*AUFGABE*.
Schreiben Sie aus dem Dokumentauszug zur Haftung leitender Angestellter einen Abschnitt wortgetreu ab. Beginnen Sie bei den Wörtern mit „Haftung bei Unfällen“ und hören Sie nach „zu vermeiden sind.“ auf.

*DOKUMENTAUSZUG*.

--------

Das Mass der Sorgfalt, für die ein leitender Angestellter einzustehen hat, hängt von seiner Tätigkeit ab, den Fachkenntnissen und dem Berufsrisiko. Zu berücksichtigen sind weiter die Position im Organigramm, die Stellenbeschreibung, aber auch die Verhältnisse im Betrieb. Zu berücksichtigen sind überdies die Eigenschaften des Angestellten, die der Arbeitgeber kennt oder kennen sollte. Das bedeutet auch, dass die Geschäftsleitung nicht eine Person für eine Führungsaufgabe einsetzen sollte, die dafür nicht geeignet ist. Gerade qualifizierte Fachleute haben nicht unbedingt Führungseigenschaften. Ernennt man diese trotzdem zu Vorgesetzten, verliert das Unternehmen gute Fachkräfte und hat zu allem Übel auch noch unqualifizierte leitende Angestellte.

Haftung bei Unfällen

Grundlegend sind die Bestimmungen des Arbeitsgesetzes (ArG Art. 6) und OR Art. 328. Art. 624. Der Arbeitgeber ist verpflichtet, zum Schutz der Gesundheit der Arbeitnehmenden alle Massnahmen zu treffen, die nach der Erfahrung notwendig, nach dem Stand der Technik anwendbar und den Verhältnissen des Betriebs angemessen sind. Die betrieblichen Einrichtungen und der Arbeitsablauf sind so zu gestalten, dass Gesundheitsgefährdungen und Überbeanspruchungen der Angestellten so weit wie möglich zu vermeiden sind.

--------

*EXTRAHIERTE DATENSÄTZE*.
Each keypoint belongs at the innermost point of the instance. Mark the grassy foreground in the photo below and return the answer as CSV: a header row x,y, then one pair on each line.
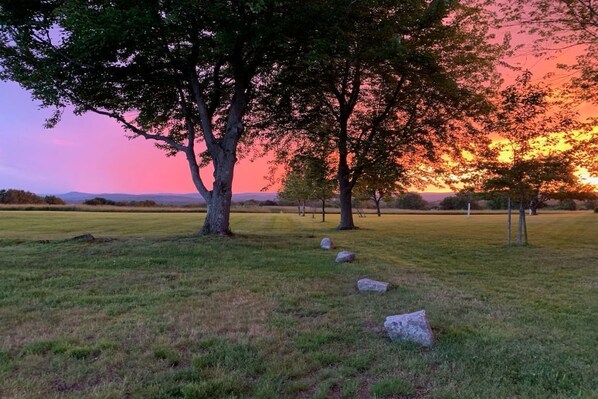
x,y
160,313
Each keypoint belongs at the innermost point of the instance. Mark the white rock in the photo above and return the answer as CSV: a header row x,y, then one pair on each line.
x,y
411,327
326,243
365,284
345,256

--------

*ANTWORT ZUR ÜBUNG*.
Haftung bei Unfällen

Grundlegend sind die Bestimmungen des Arbeitsgesetzes (ArG Art. 6) und OR Art. 328. Art. 624. Der Arbeitgeber ist verpflichtet, zum Schutz der Gesundheit der Arbeitnehmenden alle Massnahmen zu treffen, die nach der Erfahrung notwendig, nach dem Stand der Technik anwendbar und den Verhältnissen des Betriebs angemessen sind. Die betrieblichen Einrichtungen und der Arbeitsablauf sind so zu gestalten, dass Gesundheitsgefährdungen und Überbeanspruchungen der Angestellten so weit wie möglich zu vermeiden sind.